Set problem
Repeat the material verbatim, beginning at the line that contains "Please trace the outline of every instance of the stone masonry." and ending after the line that contains "M 67 31 L 67". Include both of those lines.

Provided data
⁂

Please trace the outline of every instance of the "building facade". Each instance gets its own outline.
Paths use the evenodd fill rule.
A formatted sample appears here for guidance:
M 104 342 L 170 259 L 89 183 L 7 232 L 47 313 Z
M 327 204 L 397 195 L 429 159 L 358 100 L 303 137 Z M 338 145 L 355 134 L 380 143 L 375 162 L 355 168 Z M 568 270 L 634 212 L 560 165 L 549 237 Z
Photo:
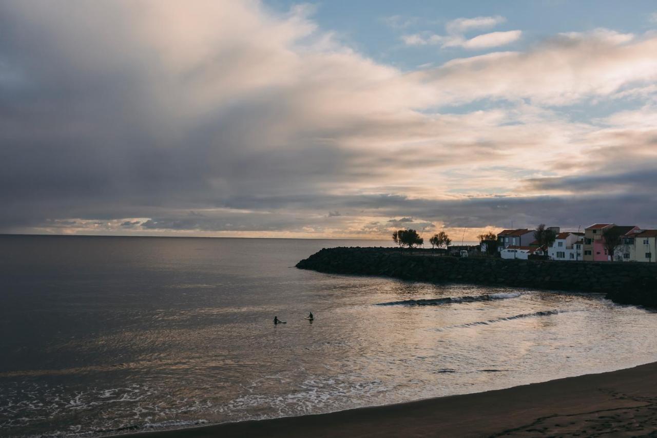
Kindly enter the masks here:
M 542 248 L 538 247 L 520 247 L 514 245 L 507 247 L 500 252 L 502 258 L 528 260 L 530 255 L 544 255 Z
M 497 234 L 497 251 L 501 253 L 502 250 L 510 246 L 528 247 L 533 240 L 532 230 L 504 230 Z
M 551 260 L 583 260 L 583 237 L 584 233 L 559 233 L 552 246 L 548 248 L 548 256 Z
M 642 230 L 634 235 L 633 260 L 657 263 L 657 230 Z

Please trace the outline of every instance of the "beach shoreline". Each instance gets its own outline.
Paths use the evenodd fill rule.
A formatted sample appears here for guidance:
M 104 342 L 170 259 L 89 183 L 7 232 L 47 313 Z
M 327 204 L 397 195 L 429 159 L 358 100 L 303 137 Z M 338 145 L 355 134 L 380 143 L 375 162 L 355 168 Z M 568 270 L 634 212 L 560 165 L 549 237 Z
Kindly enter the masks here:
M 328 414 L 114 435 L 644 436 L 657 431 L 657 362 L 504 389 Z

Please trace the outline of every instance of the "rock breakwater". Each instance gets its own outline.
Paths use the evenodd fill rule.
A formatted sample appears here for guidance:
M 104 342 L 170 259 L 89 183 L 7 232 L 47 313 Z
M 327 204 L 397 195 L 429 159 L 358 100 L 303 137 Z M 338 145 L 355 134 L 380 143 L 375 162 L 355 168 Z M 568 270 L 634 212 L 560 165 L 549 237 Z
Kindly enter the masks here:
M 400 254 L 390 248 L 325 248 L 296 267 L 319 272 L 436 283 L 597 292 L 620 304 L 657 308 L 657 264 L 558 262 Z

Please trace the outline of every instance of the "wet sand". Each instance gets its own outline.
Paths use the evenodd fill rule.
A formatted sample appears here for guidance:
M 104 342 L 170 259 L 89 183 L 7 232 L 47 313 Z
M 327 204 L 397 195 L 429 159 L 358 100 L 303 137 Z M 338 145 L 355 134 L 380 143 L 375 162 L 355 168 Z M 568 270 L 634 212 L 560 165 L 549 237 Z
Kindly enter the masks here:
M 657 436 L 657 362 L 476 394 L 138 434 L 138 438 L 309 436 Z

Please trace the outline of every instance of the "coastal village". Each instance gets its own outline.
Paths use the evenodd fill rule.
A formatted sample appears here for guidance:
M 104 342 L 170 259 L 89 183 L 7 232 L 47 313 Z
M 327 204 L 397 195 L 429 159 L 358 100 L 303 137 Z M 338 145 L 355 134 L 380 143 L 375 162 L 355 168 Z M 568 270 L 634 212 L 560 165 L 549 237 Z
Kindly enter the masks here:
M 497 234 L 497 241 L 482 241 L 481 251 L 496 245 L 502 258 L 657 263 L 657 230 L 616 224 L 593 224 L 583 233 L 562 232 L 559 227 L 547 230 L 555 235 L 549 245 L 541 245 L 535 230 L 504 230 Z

⁂

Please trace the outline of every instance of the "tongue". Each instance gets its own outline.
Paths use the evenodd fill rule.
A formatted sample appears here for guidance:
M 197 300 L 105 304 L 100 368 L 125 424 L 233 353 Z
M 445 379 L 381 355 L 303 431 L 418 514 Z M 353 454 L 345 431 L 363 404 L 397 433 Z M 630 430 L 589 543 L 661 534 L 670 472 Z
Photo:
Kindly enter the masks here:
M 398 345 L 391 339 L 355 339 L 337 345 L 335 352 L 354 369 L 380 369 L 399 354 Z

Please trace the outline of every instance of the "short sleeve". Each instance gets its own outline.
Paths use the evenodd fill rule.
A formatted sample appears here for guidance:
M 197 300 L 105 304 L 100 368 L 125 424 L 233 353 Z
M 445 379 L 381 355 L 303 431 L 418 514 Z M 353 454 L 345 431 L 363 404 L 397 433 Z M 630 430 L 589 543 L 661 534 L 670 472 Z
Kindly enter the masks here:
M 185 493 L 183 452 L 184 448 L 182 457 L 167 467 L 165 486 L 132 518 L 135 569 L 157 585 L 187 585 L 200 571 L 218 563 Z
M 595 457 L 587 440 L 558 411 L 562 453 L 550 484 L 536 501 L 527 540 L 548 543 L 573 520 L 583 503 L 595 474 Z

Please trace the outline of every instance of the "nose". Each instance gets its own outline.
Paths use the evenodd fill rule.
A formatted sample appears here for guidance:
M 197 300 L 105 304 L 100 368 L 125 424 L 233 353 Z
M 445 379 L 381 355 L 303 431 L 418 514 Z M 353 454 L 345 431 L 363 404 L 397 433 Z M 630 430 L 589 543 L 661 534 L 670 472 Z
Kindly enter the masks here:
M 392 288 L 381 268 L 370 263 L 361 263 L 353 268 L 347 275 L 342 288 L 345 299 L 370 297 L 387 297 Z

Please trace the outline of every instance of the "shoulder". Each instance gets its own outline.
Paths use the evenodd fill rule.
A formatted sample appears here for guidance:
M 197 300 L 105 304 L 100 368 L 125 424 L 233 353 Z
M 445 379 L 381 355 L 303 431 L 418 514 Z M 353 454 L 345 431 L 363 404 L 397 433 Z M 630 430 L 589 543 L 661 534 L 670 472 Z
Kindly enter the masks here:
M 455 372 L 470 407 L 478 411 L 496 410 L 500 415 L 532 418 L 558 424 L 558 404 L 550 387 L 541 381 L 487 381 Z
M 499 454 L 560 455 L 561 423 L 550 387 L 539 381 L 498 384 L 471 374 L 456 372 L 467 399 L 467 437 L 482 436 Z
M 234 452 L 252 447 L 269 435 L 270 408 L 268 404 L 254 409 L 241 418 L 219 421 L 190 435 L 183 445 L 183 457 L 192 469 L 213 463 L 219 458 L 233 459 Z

⁂

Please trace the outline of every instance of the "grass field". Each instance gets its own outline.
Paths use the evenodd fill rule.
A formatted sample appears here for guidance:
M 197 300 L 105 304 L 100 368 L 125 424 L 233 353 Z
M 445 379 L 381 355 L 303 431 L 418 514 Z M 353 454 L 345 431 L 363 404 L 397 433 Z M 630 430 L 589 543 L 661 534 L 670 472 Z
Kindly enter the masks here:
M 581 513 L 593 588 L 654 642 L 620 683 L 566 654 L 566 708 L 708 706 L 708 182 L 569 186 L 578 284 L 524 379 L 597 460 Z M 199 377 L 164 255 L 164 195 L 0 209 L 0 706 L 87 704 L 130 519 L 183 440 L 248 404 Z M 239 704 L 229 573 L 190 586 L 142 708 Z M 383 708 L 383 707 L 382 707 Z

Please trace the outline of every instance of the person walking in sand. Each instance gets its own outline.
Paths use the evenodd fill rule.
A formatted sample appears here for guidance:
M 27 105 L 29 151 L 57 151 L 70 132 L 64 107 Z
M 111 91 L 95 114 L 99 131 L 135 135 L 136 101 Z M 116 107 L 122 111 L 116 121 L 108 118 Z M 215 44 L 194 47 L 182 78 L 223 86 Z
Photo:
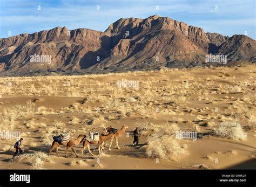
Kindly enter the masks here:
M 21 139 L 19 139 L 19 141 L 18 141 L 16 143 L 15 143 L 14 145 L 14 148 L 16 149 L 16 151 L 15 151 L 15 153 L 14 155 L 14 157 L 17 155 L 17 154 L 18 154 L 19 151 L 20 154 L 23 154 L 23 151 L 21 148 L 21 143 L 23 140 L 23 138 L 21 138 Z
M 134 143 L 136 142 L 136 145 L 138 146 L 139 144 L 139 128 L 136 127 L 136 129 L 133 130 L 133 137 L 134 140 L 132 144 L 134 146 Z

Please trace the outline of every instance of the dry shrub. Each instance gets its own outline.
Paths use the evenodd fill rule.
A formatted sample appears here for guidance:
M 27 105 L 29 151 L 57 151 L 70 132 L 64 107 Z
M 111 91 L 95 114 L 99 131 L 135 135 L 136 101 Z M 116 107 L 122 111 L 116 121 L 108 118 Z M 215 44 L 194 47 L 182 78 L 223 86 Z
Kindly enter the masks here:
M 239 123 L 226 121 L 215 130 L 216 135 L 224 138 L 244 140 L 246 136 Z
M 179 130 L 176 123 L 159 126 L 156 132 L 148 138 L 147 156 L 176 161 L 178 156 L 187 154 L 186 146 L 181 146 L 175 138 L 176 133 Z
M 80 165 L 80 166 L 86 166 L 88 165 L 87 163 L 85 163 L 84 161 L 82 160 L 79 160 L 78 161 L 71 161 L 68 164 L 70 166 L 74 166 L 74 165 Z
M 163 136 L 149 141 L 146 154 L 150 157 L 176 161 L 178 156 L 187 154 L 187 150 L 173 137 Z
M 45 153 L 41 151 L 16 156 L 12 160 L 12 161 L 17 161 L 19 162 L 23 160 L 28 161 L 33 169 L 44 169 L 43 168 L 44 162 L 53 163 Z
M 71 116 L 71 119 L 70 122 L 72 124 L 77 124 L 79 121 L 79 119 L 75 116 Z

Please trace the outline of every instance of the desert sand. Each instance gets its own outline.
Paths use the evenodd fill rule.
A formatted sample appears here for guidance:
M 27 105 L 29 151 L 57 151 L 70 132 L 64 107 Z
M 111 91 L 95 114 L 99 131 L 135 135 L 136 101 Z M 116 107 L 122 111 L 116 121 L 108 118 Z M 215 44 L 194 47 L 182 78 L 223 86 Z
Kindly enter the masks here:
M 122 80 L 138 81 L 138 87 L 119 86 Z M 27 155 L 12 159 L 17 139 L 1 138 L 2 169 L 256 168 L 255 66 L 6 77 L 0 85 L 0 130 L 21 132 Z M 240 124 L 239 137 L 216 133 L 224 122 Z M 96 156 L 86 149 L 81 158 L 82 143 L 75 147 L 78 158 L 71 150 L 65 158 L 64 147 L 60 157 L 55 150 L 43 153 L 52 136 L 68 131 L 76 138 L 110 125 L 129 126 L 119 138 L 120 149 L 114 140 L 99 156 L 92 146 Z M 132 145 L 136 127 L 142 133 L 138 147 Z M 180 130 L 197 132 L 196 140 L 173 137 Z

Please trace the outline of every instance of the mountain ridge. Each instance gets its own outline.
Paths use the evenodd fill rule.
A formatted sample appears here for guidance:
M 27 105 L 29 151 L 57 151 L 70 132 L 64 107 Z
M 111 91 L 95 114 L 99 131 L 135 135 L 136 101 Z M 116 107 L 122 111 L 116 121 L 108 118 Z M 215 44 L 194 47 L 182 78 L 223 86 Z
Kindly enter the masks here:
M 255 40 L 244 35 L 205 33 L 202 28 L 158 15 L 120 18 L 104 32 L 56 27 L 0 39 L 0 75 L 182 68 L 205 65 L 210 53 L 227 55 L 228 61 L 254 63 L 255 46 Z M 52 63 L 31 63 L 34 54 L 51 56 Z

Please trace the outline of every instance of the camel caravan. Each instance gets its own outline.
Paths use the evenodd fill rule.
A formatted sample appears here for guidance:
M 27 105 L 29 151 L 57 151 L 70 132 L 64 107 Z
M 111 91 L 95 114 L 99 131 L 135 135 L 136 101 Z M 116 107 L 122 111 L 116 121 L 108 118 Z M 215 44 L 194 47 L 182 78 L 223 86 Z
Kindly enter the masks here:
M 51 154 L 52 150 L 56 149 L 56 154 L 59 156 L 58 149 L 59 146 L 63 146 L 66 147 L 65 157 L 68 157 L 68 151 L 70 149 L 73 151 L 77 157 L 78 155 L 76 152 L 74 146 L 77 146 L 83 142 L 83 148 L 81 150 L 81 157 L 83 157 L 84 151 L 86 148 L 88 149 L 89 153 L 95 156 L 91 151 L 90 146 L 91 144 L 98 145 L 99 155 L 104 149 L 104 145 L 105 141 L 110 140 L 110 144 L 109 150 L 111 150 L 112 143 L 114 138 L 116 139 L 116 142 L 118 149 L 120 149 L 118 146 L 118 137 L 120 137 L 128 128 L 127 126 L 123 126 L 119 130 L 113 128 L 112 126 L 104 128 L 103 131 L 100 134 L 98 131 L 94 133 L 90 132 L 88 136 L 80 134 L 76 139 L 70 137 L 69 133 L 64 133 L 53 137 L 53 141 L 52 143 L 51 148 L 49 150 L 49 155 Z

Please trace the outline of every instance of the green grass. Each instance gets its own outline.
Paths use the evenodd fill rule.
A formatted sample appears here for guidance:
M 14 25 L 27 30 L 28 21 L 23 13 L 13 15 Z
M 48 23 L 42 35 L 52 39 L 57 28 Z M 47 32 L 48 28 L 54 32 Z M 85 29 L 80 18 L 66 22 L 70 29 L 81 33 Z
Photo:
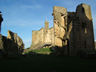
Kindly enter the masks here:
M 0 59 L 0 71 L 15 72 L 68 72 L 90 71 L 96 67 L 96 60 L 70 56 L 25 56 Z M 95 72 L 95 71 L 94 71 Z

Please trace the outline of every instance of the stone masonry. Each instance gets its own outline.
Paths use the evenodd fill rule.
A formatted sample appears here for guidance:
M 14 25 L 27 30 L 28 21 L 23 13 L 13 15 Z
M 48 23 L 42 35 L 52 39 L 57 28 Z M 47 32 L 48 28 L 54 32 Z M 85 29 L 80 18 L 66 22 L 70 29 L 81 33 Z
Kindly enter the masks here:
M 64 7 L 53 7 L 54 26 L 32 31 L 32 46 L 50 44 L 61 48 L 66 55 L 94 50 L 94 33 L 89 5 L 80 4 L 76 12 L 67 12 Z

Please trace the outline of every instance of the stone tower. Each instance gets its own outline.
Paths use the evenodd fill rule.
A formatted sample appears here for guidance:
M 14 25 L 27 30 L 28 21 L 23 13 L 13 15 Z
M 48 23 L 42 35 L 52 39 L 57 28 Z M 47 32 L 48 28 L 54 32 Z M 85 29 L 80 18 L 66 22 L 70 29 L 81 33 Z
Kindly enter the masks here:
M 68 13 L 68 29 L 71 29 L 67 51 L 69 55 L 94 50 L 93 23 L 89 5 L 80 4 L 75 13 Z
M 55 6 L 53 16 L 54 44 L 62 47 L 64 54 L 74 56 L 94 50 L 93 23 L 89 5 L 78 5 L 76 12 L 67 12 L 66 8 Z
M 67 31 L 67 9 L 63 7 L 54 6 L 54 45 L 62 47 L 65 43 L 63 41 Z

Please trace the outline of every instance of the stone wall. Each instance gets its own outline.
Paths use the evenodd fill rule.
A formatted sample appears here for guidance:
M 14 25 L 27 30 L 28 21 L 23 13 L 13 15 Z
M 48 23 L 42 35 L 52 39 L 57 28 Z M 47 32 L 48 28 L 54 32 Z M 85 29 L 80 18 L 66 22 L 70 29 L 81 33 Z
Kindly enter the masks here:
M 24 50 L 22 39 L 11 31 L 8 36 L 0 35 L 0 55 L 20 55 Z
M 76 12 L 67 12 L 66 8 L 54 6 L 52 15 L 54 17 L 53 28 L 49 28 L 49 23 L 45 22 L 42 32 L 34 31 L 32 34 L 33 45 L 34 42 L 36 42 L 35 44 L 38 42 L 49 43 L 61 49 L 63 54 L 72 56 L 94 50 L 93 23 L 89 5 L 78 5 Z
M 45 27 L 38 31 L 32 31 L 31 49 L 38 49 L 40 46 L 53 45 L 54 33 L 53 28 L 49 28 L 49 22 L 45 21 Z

⁂

Solved exercise
Please trace the outline of every instance of the stone masonry. Each instance gets its own outline.
Paths use the evenodd fill rule.
A formatted sample appears here for guidance:
M 14 25 L 27 30 L 28 21 L 23 13 L 13 15 Z
M 48 23 L 42 35 L 52 39 L 57 28 Z M 47 32 L 48 28 L 54 32 Z M 85 29 L 80 18 L 66 22 L 70 29 L 81 33 Z
Kindly enter the masks here:
M 64 7 L 53 7 L 54 26 L 32 31 L 32 46 L 50 44 L 61 48 L 66 55 L 94 50 L 94 33 L 89 5 L 80 4 L 76 12 L 67 12 Z

Please trace the outline of every instance of the stone tower. Each instance gets its own outline.
Paths use the evenodd fill rule.
A formatted sample appears here for guidance:
M 14 25 L 27 30 L 28 21 L 23 13 L 13 15 Z
M 48 23 L 42 35 L 52 39 L 57 28 Z M 47 32 L 48 28 L 54 32 Z M 85 29 L 80 18 L 66 22 L 70 29 L 81 33 Z
Kindly enter the masks here:
M 68 13 L 68 29 L 71 29 L 67 51 L 69 55 L 94 50 L 93 23 L 89 5 L 80 4 L 75 13 Z
M 55 6 L 53 16 L 54 44 L 62 47 L 64 54 L 74 56 L 94 50 L 93 23 L 89 5 L 78 5 L 76 12 L 67 12 L 66 8 Z
M 67 31 L 67 9 L 63 7 L 54 6 L 54 45 L 62 47 L 65 43 L 63 41 Z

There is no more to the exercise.